▶ Text segment
^^^^^^^^^^^^^^^^
Animate Any Image in ComfyUI with WAN 2.2 with GGUF

I built a complete image-to-video workflow in ComfyUI using the WAN 2.2 Animate model in GGUF format. The goal is simple: take any single image, transfer motion from a reference video, keep lighting stable, and extend the clip well past a few seconds while preserving visual quality.

This article shows my exact setup and node connections, how I organized the workflow into groups, and two reliable methods to extend duration. I also include frame interpolation to smooth the result from 16 fps to 32 fps. Every step mirrors the process I used from start to finish.
^^^^^^^^^^^^^^^^
▶ Dataset excerpt
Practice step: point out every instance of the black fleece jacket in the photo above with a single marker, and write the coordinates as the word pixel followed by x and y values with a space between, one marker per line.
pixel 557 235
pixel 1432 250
^^^^^^^^^^^^^^^^
▶ Jobs
A – Copy the WAN 2.2 animation article from "Animate Any Image" to "preserving visual quality.".
B – Continue the article on animating images with WAN 2.2 in ComfyUI, starting after its final sentence.

▶ Answers by task
A –
Animate Any Image in ComfyUI with WAN 2.2 with GGUF

I built a complete image-to-video workflow in ComfyUI using the WAN 2.2 Animate model in GGUF format. The goal is simple: take any single image, transfer motion from a reference video, keep lighting stable, and extend the clip well past a few seconds while preserving visual quality.

B –
Wan Animate Comfyui

The workflow animates a still image using motion extracted from a source video. It runs in ComfyUI and uses:

WAN 2.2 Animate (GGUF) as the core animation model
Light X2V LoRA for image-to-video conditioning
WAN Animate Relight LoRA for consistent lighting across frames
DW Pose (OpenPose-style) to extract pose from the source video
Clip Vision H to align the reference image with the motion
UMT5-XL FP8 text encoder for prompts
VAE 2.1 for decoding latent frames into images
RIFE frame interpolation to smooth and double the frame rate

Everything is organized in modular groups so you can adjust width, height, prompts, and inputs from centralized nodes.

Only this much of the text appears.